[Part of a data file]
-*-*-
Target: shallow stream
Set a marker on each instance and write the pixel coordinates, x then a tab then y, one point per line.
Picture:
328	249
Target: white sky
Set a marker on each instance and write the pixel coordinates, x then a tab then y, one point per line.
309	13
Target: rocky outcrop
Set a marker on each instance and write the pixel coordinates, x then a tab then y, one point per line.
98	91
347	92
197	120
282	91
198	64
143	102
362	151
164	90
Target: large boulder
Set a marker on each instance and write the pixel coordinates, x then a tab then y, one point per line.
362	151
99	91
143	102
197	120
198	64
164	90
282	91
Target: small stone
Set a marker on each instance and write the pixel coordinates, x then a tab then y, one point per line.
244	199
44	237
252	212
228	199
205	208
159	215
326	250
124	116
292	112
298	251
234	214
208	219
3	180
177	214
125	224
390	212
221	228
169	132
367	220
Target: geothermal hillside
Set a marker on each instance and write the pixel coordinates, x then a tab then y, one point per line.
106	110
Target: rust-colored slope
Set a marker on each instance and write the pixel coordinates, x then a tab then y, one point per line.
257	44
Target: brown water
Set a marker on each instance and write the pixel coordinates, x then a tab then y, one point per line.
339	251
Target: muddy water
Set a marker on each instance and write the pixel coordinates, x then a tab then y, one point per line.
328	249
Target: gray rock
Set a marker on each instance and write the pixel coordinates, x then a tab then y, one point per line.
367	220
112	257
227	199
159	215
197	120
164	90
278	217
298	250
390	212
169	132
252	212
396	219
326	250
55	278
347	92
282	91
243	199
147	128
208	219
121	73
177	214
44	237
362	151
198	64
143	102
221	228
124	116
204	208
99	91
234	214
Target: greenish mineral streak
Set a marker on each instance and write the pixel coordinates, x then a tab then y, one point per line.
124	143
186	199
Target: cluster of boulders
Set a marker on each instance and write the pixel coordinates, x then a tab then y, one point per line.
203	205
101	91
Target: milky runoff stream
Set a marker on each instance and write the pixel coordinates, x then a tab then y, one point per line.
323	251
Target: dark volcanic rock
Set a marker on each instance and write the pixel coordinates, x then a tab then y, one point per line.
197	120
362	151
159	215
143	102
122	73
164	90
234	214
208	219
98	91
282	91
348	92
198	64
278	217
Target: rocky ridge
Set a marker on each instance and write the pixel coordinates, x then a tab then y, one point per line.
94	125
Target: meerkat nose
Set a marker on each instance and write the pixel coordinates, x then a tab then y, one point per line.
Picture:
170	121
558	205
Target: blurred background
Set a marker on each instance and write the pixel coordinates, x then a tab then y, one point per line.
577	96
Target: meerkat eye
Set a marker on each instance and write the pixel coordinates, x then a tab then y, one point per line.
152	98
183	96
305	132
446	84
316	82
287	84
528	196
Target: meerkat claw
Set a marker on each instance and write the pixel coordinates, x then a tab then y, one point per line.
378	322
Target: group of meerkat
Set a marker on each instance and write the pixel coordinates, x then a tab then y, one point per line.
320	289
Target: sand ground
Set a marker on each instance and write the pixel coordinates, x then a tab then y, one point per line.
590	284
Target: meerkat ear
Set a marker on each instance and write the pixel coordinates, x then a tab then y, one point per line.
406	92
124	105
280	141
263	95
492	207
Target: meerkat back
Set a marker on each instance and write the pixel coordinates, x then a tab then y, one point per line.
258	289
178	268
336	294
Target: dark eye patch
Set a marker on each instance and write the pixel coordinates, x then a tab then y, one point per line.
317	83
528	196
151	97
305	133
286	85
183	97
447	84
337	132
-*-*-
WRITTEN REQUEST.
Please reproduce the entire listing, exactly as shown.

SOLUTION TO THIS TASK.
Target: shallow stream
Set a marker on each instance and write the pixel coordinates, x then a tab then y, one point per line.
Picture:
328	249
Target: white sky
Set a marker on each instance and write the pixel coordinates, x then a tab then y, one point per line.
309	13
Target: rocky outcrop
Set a marker on each instance and write the pixel coordinates, x then a tab then y, one point per line.
98	91
347	92
197	120
282	91
198	64
143	102
362	151
164	90
Target: large boulder
Set a marker on each instance and write the pixel coordinates, x then a tab then y, one point per line.
362	151
99	91
143	102
197	120
198	64
164	90
282	91
Target: small stone
Set a marker on each instance and write the pixel coordinates, x then a tab then y, one point per line.
244	199
44	237
252	212
228	199
205	208
159	215
326	250
124	116
292	112
298	251
234	214
208	219
3	180
177	214
125	224
390	212
221	228
169	132
367	220
Target: geothermal hillside
Set a marker on each instance and write the pixel coordinates, x then a tab then y, one point per line.
106	110
Target: rust-colored slope
Set a marker on each instance and write the pixel coordinates, x then a tab then y, one point per line.
257	44
Target: brown water
Set a marker on each instance and write the pixel coordinates, x then a tab then y, one point per line.
339	251
Target: muddy water
Set a marker on each instance and write the pixel coordinates, x then a tab then y, one point per line.
328	249
Target: gray rock
Set a marker on each instance and write the pixel coordinates, x then a tab then y, one point per line.
367	220
112	257
227	199
159	215
197	120
164	90
278	217
298	250
390	212
169	132
252	212
396	219
326	250
55	278
347	92
282	91
243	199
147	128
208	219
121	73
177	214
44	237
362	151
198	64
143	102
221	228
124	116
204	208
99	91
234	214
Target: greenish mineral streak
Set a marker on each instance and write the pixel coordinates, x then a tab then y, one point per line.
124	143
186	199
Target: cluster of boulders
Set a marker on each instance and write the pixel coordinates, x then a tab then y, one point per line.
203	205
101	91
Target: milky runoff stream
Set a marker on each instance and write the pixel coordinates, x then a tab then y, one point per line.
323	251
Target: dark volcanic rock
Set a marker on each instance and write the pixel coordinates, x then a tab then y, one point per line.
197	120
362	151
159	215
143	102
122	73
164	90
234	214
208	219
98	91
282	91
348	92
198	64
278	217
Target: rocky ridge
Set a marker on each instance and write the pixel coordinates, x then a tab then y, one point per line.
94	125
Target: meerkat nose
Set a marker on each instance and write the pixel coordinates, x then a tab then y, one point per line.
Picture:
170	121
558	205
Target: blurred background
Set a marker on each instance and write the pixel coordinates, x then a tab then y, one point per line.
577	96
Target: meerkat eye
Set a marker on each instance and write the pixel coordinates, x then a tab then y, one point per line.
152	98
183	96
305	132
446	84
316	82
287	84
528	196
Target: meerkat claw
Set a marker on each instance and write the pixel coordinates, x then a tab then y, one point per line.
378	322
Target: group of meerkat
Set a marker on each instance and write the pixel coordinates, x then a tab then y, one point per line.
320	289
Target: sand ground
Set a marker on each instance and write the pixel coordinates, x then a tab then y, one point per line.
590	284
Target: meerkat ear
Set a marker on each instance and write the pixel coordinates, x then a tab then y, one point per line.
406	92
124	105
280	141
263	95
492	207
Target: meerkat back
Set a marker on each instance and write the pixel coordinates, x then a tab then y, one point per line.
258	289
178	268
336	294
Target: dark eye patch
Set a marker on each instance and write the pixel coordinates, x then a tab then y, one point per line.
317	83
528	196
151	97
305	133
286	85
183	97
447	84
337	132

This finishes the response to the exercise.